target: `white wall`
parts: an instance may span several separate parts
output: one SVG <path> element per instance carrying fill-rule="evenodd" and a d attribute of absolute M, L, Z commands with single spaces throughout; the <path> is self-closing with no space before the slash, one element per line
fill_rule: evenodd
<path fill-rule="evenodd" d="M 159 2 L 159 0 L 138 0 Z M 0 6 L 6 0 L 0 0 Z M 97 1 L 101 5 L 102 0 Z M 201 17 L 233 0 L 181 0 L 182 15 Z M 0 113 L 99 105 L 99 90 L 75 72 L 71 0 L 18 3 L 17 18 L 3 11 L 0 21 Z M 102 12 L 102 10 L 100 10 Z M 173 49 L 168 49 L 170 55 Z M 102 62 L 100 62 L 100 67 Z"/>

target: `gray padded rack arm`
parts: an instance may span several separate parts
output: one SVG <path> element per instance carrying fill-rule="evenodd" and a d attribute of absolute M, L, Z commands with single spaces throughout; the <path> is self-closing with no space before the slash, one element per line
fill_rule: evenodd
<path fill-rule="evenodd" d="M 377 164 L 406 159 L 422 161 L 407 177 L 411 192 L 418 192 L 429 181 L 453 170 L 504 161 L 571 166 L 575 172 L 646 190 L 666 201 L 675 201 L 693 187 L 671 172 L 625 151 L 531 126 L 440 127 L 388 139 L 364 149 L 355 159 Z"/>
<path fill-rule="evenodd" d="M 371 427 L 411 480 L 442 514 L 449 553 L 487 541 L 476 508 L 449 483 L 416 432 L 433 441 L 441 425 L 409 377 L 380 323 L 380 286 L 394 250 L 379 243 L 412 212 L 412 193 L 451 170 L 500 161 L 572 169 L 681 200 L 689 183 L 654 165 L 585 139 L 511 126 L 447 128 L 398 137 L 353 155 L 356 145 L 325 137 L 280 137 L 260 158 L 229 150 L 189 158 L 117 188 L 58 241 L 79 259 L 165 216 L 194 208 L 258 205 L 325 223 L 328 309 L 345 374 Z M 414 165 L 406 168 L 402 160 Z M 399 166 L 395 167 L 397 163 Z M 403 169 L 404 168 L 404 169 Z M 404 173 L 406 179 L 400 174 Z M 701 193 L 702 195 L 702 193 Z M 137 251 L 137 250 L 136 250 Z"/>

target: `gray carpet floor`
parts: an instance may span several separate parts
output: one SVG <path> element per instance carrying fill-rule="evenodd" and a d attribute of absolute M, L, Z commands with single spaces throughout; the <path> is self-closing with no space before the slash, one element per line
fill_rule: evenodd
+-------+
Starting at the top of the data and stopping after the line that contains "159 2 L 159", reproduce every line, requests included. Leave the requests as they are, but scale each coordinate in the answers by 2.35 and round it to a whole number, with halves rounded up.

target: `white wall`
parts: an instance may span several separate parts
output: one SVG <path> element per instance carrying fill-rule="evenodd" and a d attribute of absolute M, L, Z commands with single spaces throughout; the <path> is self-closing with no space before the slash, one element per line
fill_rule: evenodd
<path fill-rule="evenodd" d="M 374 5 L 374 0 L 324 0 Z M 0 14 L 14 0 L 0 0 Z M 228 2 L 237 12 L 240 0 Z M 472 40 L 548 0 L 425 0 L 428 35 Z M 0 266 L 233 247 L 233 212 L 176 169 L 167 0 L 42 7 L 40 42 L 7 26 L 0 49 Z M 240 28 L 240 24 L 235 24 Z M 407 115 L 395 115 L 400 129 Z M 240 146 L 235 146 L 235 157 Z"/>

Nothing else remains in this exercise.